------ EXERCISE DATA

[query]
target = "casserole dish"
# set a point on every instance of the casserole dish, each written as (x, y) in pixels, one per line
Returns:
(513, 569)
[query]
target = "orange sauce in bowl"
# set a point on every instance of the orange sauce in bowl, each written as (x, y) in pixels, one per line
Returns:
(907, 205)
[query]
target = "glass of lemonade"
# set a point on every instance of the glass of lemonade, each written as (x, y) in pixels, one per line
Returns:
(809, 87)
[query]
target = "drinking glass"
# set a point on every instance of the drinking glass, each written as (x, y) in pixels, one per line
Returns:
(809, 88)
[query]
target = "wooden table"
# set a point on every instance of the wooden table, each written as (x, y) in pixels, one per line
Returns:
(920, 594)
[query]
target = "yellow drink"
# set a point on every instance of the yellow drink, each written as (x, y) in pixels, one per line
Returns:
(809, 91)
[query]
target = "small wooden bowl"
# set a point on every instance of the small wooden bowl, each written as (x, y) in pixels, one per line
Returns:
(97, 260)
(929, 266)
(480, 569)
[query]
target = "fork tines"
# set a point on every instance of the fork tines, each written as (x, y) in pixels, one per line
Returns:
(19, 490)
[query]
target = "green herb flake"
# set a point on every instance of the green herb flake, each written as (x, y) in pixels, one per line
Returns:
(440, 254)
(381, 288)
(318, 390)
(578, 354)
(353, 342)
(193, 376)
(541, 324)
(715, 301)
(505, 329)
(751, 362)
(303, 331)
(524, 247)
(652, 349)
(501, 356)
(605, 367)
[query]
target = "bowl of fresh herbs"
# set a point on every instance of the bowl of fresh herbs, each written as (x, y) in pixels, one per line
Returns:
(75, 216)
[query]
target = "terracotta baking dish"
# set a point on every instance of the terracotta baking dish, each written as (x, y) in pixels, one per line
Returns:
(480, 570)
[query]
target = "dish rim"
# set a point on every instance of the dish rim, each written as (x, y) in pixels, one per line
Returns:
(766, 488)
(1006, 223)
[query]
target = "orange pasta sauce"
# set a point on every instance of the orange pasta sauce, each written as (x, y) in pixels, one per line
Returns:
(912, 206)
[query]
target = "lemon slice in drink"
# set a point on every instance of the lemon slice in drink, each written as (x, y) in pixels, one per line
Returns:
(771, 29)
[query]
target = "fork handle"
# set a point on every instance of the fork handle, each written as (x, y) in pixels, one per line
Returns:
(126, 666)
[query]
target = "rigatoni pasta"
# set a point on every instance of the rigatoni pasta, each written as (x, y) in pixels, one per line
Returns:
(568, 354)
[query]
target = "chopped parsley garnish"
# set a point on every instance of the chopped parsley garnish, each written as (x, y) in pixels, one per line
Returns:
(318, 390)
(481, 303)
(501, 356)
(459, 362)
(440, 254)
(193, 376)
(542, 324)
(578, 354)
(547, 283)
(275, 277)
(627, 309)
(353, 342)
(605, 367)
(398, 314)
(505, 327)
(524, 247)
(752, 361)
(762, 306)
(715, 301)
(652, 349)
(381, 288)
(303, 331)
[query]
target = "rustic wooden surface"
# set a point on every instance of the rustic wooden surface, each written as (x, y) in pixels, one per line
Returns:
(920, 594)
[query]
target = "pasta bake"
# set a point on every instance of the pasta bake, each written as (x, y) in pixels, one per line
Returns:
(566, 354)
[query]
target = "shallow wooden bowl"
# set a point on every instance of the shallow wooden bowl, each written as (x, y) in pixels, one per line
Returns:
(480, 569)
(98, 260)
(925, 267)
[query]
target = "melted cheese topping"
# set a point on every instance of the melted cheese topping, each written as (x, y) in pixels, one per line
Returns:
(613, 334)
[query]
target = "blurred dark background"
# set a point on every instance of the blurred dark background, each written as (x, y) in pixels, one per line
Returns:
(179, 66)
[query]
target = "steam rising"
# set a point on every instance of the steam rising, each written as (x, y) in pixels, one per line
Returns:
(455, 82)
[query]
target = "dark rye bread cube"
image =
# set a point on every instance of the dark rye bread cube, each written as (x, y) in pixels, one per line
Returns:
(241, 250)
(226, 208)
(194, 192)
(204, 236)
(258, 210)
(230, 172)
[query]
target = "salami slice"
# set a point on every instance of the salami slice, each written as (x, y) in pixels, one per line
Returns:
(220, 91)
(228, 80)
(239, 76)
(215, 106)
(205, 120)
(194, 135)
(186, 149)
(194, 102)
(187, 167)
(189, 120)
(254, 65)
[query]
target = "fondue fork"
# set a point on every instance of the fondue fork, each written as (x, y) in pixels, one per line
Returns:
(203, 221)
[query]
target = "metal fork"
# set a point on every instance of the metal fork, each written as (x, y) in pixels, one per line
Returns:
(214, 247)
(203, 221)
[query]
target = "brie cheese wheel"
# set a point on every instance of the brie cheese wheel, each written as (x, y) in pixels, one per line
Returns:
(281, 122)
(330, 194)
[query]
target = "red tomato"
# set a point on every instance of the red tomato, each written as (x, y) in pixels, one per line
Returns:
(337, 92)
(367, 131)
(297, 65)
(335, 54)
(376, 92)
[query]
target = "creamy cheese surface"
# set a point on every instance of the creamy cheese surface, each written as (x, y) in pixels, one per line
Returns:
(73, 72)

------------

Scan the entries above and return each line that holds "chopped".

target = "chopped parsley garnish"
# set a point on every instance of the chopped parsley garnish, each written as (x, y) in pixels, one per line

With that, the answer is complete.